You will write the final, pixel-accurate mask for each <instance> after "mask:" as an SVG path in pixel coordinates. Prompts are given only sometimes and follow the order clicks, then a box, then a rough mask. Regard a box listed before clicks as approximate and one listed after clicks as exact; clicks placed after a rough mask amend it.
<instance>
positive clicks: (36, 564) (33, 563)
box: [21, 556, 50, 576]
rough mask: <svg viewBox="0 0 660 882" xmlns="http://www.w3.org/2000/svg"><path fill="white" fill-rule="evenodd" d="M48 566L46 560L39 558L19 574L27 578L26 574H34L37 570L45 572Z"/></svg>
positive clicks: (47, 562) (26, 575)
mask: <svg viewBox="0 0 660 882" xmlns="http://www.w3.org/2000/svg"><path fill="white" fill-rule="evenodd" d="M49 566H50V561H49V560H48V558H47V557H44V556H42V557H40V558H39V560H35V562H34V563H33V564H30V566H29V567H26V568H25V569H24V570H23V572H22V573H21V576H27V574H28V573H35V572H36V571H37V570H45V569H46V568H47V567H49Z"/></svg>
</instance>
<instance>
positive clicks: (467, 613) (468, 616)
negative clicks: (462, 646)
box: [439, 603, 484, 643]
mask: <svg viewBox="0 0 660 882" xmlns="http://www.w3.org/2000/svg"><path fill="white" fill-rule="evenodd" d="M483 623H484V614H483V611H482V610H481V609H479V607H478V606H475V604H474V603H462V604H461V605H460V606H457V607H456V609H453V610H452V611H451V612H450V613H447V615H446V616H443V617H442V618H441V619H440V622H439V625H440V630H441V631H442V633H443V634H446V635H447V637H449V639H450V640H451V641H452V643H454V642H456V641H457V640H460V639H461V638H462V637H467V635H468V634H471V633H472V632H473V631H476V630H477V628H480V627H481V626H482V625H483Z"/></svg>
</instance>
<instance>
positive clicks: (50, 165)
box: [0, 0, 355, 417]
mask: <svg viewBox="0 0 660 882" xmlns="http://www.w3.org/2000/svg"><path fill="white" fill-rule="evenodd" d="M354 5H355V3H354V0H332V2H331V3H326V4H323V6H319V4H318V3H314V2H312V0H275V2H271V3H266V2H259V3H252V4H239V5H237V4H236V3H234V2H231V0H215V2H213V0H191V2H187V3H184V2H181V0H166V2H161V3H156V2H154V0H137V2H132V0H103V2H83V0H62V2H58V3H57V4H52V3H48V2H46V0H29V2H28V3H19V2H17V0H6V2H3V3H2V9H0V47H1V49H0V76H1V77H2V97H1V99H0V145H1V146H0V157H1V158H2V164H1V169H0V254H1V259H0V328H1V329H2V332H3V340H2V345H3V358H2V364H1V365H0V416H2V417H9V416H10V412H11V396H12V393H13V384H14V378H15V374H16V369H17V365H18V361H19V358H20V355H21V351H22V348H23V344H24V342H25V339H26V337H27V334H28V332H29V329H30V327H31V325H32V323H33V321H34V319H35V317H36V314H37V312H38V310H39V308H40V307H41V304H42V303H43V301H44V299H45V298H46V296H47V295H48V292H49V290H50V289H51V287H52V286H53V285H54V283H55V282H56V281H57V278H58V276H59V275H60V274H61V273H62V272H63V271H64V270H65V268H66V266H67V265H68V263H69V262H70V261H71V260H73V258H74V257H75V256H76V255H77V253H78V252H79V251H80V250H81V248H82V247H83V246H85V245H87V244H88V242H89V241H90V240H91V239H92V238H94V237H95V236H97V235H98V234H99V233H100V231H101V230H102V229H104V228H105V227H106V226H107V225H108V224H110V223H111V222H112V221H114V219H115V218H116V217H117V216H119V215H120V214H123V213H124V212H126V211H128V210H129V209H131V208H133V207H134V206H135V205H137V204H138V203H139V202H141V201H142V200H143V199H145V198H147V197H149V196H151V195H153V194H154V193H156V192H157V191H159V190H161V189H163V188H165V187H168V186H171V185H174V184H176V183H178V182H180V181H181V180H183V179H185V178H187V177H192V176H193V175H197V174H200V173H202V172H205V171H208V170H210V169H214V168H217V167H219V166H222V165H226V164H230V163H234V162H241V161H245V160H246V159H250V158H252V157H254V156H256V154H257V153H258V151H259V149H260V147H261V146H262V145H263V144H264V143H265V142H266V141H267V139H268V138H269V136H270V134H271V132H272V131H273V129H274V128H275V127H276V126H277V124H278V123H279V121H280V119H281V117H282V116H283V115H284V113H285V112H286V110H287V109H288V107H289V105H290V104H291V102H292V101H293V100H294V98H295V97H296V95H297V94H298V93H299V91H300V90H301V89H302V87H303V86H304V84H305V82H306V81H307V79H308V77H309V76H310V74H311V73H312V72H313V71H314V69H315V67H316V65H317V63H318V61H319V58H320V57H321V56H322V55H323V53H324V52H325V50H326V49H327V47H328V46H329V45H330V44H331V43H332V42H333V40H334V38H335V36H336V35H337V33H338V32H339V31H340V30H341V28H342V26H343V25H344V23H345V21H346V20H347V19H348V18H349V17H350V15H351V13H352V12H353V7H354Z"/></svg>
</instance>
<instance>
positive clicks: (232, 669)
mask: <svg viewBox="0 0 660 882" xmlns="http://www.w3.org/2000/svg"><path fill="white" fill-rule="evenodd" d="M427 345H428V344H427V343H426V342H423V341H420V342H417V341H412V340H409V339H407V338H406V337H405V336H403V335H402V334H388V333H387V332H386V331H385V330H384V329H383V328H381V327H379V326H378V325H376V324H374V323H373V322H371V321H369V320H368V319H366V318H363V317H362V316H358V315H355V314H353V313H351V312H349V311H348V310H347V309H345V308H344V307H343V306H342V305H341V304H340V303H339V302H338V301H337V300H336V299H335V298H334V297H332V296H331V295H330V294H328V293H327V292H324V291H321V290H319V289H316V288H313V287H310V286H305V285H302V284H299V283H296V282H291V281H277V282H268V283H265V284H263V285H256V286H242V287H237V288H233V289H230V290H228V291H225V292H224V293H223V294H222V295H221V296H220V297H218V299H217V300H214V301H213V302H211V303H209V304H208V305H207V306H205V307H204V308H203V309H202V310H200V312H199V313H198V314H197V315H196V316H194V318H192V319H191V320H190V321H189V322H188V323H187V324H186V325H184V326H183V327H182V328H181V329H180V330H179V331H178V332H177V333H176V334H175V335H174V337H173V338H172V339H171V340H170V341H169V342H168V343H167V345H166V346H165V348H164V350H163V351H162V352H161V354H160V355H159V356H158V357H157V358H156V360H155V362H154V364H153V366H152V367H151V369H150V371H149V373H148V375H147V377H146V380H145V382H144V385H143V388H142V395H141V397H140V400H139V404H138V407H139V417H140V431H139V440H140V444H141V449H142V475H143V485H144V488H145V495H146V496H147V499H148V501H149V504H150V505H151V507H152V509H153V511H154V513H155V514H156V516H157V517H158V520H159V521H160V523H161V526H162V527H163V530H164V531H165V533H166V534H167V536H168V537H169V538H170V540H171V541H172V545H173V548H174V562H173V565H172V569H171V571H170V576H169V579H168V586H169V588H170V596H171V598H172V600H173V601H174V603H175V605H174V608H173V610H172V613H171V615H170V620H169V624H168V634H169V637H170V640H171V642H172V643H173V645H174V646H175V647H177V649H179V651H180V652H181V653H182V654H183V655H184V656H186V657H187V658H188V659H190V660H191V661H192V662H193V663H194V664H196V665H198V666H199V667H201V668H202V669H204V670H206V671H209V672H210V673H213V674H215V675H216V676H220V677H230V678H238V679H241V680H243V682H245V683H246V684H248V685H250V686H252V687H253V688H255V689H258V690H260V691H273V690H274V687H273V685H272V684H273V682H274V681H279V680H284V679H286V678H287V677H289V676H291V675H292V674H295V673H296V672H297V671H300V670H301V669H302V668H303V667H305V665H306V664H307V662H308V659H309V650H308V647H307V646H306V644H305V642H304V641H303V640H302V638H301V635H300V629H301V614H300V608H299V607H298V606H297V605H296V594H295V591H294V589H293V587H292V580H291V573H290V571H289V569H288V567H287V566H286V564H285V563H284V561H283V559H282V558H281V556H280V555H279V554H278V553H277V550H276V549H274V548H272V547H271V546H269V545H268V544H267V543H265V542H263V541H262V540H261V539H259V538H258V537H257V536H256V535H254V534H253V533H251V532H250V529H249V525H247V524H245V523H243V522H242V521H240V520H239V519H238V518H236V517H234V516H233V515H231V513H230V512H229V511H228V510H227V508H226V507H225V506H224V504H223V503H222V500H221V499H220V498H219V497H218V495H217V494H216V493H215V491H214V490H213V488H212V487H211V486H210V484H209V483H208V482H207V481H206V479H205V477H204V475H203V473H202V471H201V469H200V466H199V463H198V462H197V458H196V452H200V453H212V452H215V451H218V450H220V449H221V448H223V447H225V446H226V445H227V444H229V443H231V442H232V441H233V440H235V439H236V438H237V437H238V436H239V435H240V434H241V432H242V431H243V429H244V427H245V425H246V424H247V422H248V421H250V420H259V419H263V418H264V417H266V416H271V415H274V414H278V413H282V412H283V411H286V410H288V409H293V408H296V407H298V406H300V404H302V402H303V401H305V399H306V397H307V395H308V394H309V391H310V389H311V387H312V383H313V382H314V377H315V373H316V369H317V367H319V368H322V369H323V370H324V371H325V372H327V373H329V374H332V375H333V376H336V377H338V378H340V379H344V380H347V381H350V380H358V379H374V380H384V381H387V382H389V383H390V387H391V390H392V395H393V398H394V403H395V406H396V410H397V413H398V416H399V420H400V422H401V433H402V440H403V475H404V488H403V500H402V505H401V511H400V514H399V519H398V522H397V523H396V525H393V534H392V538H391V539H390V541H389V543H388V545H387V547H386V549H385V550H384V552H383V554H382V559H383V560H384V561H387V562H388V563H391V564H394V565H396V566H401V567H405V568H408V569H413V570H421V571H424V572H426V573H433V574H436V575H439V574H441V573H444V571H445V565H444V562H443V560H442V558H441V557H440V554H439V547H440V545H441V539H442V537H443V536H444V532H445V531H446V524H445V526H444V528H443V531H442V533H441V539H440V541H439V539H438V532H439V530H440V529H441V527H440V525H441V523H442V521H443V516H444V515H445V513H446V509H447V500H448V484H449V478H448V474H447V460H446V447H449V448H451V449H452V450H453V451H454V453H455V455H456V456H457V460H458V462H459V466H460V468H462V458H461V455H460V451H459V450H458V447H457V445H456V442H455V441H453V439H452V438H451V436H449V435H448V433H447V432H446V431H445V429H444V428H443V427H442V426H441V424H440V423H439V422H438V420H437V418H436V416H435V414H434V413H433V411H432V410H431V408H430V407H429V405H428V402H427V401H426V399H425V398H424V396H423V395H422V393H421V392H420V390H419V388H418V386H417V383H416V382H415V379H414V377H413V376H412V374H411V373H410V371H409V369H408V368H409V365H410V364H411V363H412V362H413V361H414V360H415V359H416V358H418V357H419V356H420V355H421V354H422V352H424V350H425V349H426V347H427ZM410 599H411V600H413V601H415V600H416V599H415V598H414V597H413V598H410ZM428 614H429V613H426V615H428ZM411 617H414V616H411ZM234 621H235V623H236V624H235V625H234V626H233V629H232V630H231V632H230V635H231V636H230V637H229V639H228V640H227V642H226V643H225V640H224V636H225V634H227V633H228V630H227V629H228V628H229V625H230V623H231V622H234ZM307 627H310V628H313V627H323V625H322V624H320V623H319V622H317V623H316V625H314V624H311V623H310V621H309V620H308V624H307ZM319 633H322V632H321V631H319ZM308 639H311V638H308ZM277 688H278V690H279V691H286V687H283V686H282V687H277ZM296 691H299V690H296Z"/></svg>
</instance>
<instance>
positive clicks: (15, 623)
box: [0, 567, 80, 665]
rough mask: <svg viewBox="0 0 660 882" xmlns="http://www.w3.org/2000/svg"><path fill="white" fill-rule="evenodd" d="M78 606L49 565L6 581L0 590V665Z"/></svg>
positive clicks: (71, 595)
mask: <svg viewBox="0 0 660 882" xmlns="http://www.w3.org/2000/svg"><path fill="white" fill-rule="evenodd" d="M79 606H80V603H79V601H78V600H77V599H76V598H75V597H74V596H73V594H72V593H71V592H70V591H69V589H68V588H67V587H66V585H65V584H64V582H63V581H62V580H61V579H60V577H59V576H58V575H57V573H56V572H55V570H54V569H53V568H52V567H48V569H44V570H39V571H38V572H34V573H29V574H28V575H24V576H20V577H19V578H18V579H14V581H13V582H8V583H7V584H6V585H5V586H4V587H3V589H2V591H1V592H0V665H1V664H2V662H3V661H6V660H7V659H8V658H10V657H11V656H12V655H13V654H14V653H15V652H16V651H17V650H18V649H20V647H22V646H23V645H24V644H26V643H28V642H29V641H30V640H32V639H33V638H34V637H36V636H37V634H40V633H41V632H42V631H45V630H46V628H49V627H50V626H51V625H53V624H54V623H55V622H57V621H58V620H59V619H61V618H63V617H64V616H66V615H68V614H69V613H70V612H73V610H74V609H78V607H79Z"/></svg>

● ● ●

**Task instructions:**
Out of the material above, gather each line where "rough" appears.

**Reply:**
You will write the final, pixel-accurate mask for each <instance> after "mask:" as an SVG path in pixel coordinates. Prompts are given only sometimes and follow the order clicks, then a box, then a rough mask. Regard a box listed before clicks as approximate and one listed after clicks as exact; clicks placed after a rough mask amend it.
rough mask: <svg viewBox="0 0 660 882" xmlns="http://www.w3.org/2000/svg"><path fill="white" fill-rule="evenodd" d="M48 566L46 560L39 558L19 574L27 578L26 574H34L37 570L45 572Z"/></svg>
rough mask: <svg viewBox="0 0 660 882" xmlns="http://www.w3.org/2000/svg"><path fill="white" fill-rule="evenodd" d="M78 606L49 565L6 581L0 590V665Z"/></svg>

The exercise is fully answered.